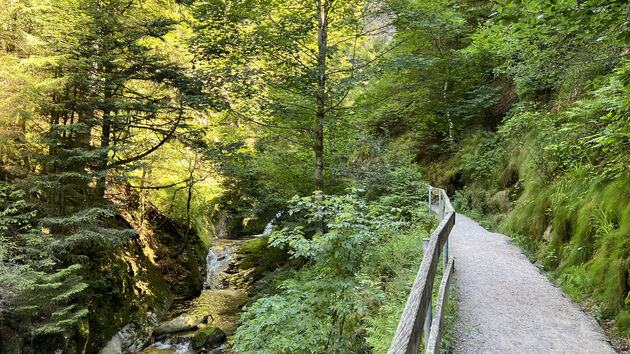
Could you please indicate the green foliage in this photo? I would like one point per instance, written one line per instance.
(46, 297)
(332, 292)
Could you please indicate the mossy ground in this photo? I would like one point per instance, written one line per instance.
(575, 224)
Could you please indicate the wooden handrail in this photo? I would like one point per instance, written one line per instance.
(408, 335)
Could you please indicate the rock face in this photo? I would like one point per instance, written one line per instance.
(207, 337)
(184, 322)
(130, 338)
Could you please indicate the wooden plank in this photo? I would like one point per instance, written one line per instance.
(435, 337)
(409, 331)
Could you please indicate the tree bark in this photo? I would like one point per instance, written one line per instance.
(322, 46)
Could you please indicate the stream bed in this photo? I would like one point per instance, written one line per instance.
(224, 295)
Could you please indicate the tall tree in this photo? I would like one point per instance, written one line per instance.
(288, 66)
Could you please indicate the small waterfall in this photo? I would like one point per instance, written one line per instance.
(217, 261)
(269, 226)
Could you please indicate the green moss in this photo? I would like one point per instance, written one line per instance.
(259, 255)
(623, 321)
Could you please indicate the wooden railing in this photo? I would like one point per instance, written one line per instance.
(416, 319)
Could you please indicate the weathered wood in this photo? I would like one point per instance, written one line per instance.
(435, 337)
(410, 327)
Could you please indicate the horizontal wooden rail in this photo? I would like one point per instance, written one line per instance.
(438, 321)
(408, 337)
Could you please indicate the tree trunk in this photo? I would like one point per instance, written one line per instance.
(322, 46)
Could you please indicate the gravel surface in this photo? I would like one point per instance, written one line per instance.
(507, 306)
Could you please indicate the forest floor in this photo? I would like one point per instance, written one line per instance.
(506, 305)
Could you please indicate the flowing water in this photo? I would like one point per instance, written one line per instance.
(222, 298)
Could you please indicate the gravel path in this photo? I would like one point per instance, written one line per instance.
(507, 306)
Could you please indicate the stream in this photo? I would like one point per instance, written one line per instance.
(224, 295)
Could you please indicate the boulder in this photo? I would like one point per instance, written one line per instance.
(132, 337)
(184, 322)
(207, 337)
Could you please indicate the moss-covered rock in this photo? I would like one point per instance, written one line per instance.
(207, 337)
(183, 322)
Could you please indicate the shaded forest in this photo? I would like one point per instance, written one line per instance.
(134, 134)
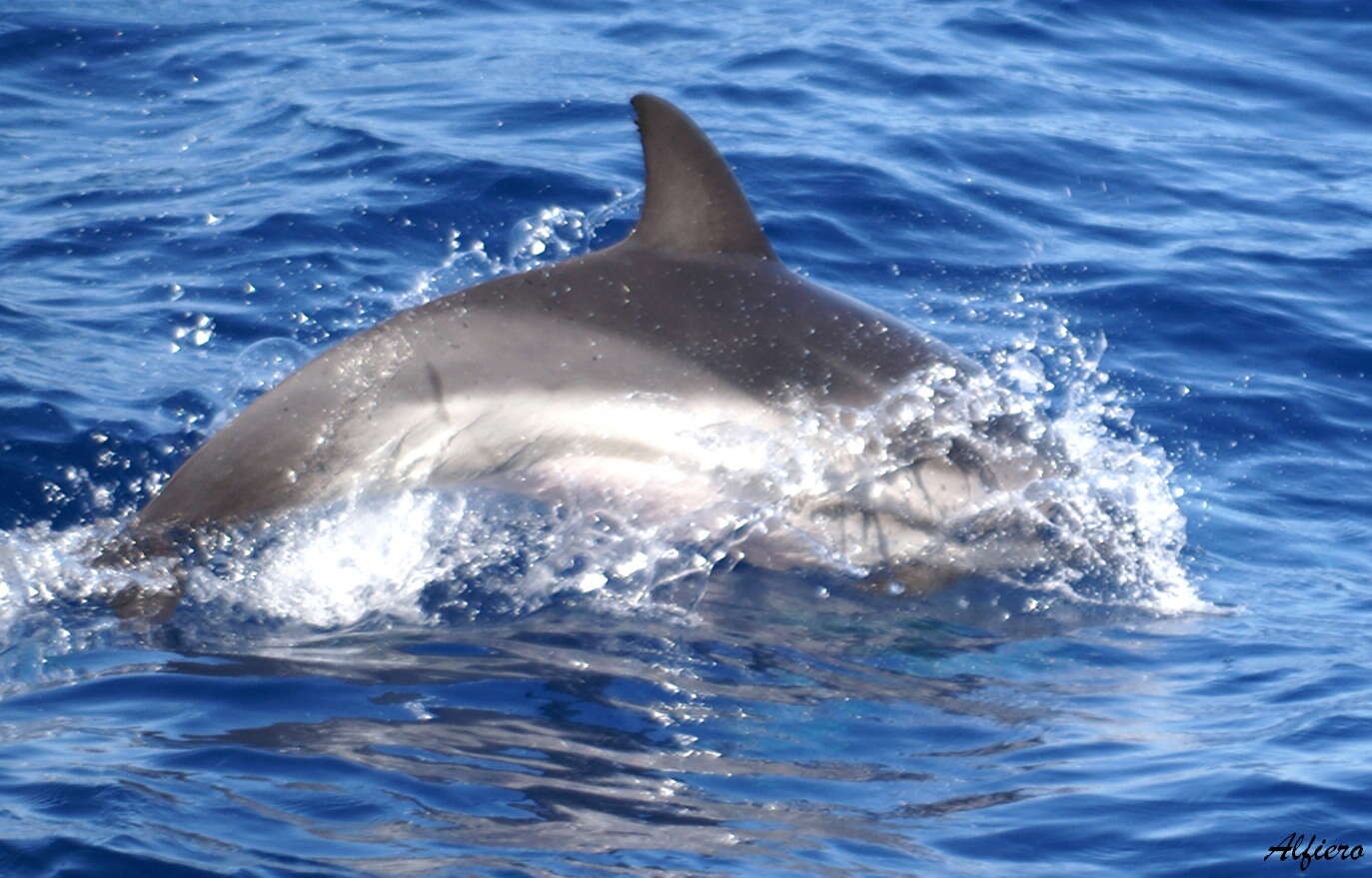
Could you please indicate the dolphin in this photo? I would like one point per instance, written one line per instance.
━━━━━━━━━━━━━━━━
**WHAT TO PRODUCE**
Starting at the line that contains "Could you please indicate the horizontal", restate each line verbatim through the final line of the listing, skipping all pictures.

**TASK RESPONSE**
Could you please indicate the horizontal wooden rail in this photo? I would like one point per instance, written one line per instance.
(438, 321)
(408, 337)
Could you please indicate the tree trunk in this photo? I would like one point per instance, written one line per instance.
(322, 46)
Could you please indicate the gravel surface in this photo? I would like one point per instance, written one line per instance.
(507, 306)
Could you please indicate the forest floor in this photo? I would like one point per instance, written one line per instance.
(506, 305)
Could you please indicate the flowing water in this photo? I would like one point per instance, written one line per instance.
(222, 298)
Could you please indicate the gravel path in this photo? I would like one point per instance, written one line per instance.
(507, 306)
Could you please indicate the stream in this photo? I would like one point per instance, written one line per instance.
(224, 295)
Could you please indicate the boulder in this photo? I would like one point per instance, written one line per instance.
(132, 337)
(184, 322)
(207, 337)
Could you please indicate the moss-covered rock in this photo? I would like one point per instance, written one line per instance.
(207, 337)
(183, 322)
Could you please indicate the shaded forest in this photo? I would like one point per instance, written one line per instance.
(134, 134)
Could you please indicate the dolphin in this photo? I would like one point per instance, written one line per instance.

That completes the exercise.